### Data records:
○ ○ ○

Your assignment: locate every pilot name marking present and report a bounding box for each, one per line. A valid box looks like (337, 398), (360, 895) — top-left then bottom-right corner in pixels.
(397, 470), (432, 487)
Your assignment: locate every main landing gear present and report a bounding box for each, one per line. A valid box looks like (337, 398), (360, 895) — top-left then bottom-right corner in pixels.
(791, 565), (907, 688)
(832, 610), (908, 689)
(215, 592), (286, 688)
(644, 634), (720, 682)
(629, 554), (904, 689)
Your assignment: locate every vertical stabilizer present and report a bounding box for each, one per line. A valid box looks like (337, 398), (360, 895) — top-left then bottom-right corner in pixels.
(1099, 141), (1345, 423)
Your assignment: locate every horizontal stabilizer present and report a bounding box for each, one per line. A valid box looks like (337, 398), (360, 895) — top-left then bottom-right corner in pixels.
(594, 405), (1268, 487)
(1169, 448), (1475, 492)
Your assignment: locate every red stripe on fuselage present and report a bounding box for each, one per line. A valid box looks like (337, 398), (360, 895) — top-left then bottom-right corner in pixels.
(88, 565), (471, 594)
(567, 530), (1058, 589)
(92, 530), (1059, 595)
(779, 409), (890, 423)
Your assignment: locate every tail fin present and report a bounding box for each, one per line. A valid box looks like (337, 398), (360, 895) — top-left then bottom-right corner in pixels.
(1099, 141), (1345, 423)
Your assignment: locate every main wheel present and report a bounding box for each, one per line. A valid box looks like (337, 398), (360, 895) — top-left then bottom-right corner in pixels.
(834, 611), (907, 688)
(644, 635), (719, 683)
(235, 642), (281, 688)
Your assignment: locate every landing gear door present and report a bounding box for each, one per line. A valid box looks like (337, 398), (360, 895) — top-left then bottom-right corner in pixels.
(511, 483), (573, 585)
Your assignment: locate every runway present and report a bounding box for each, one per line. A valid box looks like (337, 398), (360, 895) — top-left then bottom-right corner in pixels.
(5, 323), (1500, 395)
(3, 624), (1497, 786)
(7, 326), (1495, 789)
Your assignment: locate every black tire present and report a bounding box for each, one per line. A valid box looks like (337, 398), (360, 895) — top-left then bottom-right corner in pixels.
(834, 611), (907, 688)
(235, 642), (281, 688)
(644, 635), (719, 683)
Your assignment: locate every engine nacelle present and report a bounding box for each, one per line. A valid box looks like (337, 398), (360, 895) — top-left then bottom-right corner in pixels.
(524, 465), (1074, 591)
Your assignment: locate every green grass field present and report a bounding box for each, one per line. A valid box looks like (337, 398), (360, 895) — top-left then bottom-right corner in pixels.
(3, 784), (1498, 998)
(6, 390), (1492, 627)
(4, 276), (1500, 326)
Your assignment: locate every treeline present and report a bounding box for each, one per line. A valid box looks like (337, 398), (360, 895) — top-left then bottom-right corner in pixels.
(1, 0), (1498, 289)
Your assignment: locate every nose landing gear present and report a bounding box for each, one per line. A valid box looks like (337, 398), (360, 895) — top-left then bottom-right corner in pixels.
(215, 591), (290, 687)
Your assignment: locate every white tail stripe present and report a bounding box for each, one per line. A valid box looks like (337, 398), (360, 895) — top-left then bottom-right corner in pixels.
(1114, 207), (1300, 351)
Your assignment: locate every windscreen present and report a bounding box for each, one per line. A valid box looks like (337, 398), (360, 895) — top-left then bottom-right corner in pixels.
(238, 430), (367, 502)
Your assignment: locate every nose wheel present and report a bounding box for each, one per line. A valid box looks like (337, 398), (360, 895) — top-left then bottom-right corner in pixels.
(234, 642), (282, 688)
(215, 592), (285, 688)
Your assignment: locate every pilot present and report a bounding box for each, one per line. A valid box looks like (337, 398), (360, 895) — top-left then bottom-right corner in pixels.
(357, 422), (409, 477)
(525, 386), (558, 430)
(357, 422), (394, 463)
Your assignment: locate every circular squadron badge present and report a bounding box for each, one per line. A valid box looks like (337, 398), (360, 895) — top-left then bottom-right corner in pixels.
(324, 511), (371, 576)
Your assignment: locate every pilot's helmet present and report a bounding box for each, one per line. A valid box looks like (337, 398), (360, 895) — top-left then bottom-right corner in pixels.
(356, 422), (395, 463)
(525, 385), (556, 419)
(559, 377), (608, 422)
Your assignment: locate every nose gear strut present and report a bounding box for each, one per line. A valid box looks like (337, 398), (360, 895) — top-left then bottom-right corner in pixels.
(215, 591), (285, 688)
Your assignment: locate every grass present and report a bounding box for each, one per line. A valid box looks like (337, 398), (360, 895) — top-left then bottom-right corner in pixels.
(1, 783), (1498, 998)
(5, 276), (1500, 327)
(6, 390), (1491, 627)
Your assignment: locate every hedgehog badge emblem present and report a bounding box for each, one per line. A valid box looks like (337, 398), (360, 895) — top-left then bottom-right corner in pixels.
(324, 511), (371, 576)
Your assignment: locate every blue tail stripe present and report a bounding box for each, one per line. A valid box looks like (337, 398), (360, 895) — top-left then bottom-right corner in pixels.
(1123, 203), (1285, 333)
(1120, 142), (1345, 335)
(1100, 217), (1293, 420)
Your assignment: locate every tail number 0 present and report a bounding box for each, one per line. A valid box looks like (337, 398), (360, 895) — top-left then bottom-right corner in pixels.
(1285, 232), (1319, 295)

○ ○ ○

Write all the entries again precisely as they were given.

Your assignment: locate every pilot name marking present and report a bounding box for each, one per line. A valid box looks like (337, 398), (360, 895) — top-left then bottom-right corner in pixels.
(397, 470), (432, 487)
Your assignment: locate every main landing gear present and report a bounding box for each, one per line. A valid box looks like (337, 398), (360, 895) — top-left then bottom-right corner in pixels.
(791, 565), (907, 688)
(832, 610), (908, 689)
(215, 592), (286, 688)
(644, 634), (720, 682)
(629, 554), (904, 689)
Your assignment: locate every vertical stabilizer present and report a bounding box for each, one per line. A valid box looks like (337, 398), (360, 895) — top-left then bottom-right corner in pixels.
(1099, 141), (1345, 423)
Your assignment: locate every horizontal stabilizer present and report a bounding box for each, one per line. A valid box looks like (337, 398), (360, 895) — top-left then bottom-right corner in pixels.
(594, 405), (1268, 487)
(1169, 448), (1475, 492)
Your assignment: locate every red stripe on fuselage present and report a bounding box for each, one per line. A valid box looks like (337, 398), (360, 895) — top-left then bottom-right corner in pixels.
(88, 565), (471, 594)
(567, 530), (1058, 589)
(92, 530), (1059, 595)
(779, 409), (890, 423)
Your assignment: locate every tail fin present and report a bounding box for each, one per line. A valid box looks like (337, 398), (360, 895) — top-left then bottom-right corner in pixels.
(1099, 141), (1345, 423)
Your assignment: locate every main wheel present and report a bounding box for each, one per line. A valid box looks like (337, 398), (360, 895) — top-left then bottom-right corner in pixels.
(834, 611), (907, 688)
(644, 635), (719, 683)
(235, 642), (281, 688)
Your assignment: locate every landing gear door present and report a bounding box for each, one per line. A valid box looks like (337, 398), (360, 895) — top-left then bottom-right corner in pixels.
(511, 483), (573, 585)
Your assignment: locate every runway present and report a bounding box for each, one per line. A valid box looks like (337, 398), (360, 895) — top-left then bottom-right corner in pixels.
(5, 323), (1500, 395)
(3, 624), (1497, 786)
(7, 326), (1495, 789)
Your assignment: locate every black tire present and report a bounding box for each, one per line. A valid box looks like (337, 398), (360, 895) — top-left then bottom-right corner in pixels.
(834, 611), (907, 688)
(235, 642), (281, 688)
(644, 635), (719, 683)
Your assignment: locate every engine nacelle present and report a bounding box for each, one per line. A valid box looks like (337, 398), (360, 895) — top-left then bottom-right corner in pixels.
(524, 465), (1074, 591)
Your assignment: locate every green grass field present and report a bounding box for each, one per line. A valid box looks like (337, 398), (360, 895) — top-left then bottom-right corner in pixels.
(3, 784), (1498, 998)
(6, 390), (1492, 627)
(4, 276), (1500, 326)
Your assignment: locate every treeline present and report a bounding box for each, one per line. A valid box looks like (337, 398), (360, 895) — top-left then bottom-right corner in pixels.
(1, 0), (1498, 289)
Your assignment: locate every nose landing gear present and report a bounding box for each, one per line. A valid box looks like (337, 398), (360, 895) — top-left then bottom-right corner in pixels.
(215, 591), (290, 687)
Your assignment: locate every white tail stripe present and report a bounding box for each, one per line. A valid box looks like (337, 398), (360, 895) — top-left then bottom-right corner in pixels.
(1114, 207), (1300, 351)
Your assignment: locate every windscreen present and report a bounding box for each, one per line. A valid box looks like (337, 398), (360, 895) — top-left then bottom-right corner in pixels.
(238, 430), (367, 502)
Your assignment: locate every nose wheel present and report a bounding box for each, one per line. A valid box looks like (337, 398), (360, 895) — top-left then bottom-right corner in pixels.
(234, 642), (282, 688)
(215, 592), (285, 688)
Your assignment: locate every pilot present and report a bounding box for each, one per line. A valid box looks like (337, 398), (360, 895) — top-left then bottom-right corner in pixels.
(357, 422), (409, 477)
(525, 386), (558, 430)
(357, 422), (394, 463)
Your assignment: locate every circular squadron badge present and report a bounding box for each, one per line. A valid box looks like (337, 398), (360, 895) — top-left then bottom-right corner in pixels.
(324, 511), (371, 576)
Your assignment: locate every pilot's helmet present and report a bounding box for each, one per line. A valid box looks like (337, 398), (360, 895) — top-left then bottom-right corner in pixels.
(356, 422), (395, 463)
(525, 385), (556, 419)
(559, 377), (608, 422)
Your assignment: locate every nose gear strut present and report a bounding box for each, one per line. A valid box looks like (337, 398), (360, 895) — top-left then bottom-right corner in pixels.
(215, 591), (285, 688)
Your assignment: locate every grass present and report a bounding box for each, one per line. A valid box looks like (337, 398), (360, 895) — top-left then bottom-right corner in pixels.
(1, 783), (1498, 998)
(5, 276), (1500, 327)
(6, 390), (1491, 627)
Your assignment: locate every hedgehog badge emblem present and report a bounding box for each, one per line. A valid box looks like (337, 398), (360, 895) — top-left then bottom-right corner in pixels.
(324, 511), (371, 576)
Your assignment: locate every blue tail stripe present and report a bounding box for each, one per line. A valid box looks like (337, 398), (360, 895) — top-left then bottom-right corner in pixels.
(1123, 203), (1285, 333)
(1120, 142), (1345, 335)
(1100, 217), (1293, 420)
Your assignment: locate every tail number 0 present and report a bounding box for each, one per line. A valid box looks like (337, 398), (360, 895) — top-left then bottom-right corner in pixels.
(1285, 232), (1319, 295)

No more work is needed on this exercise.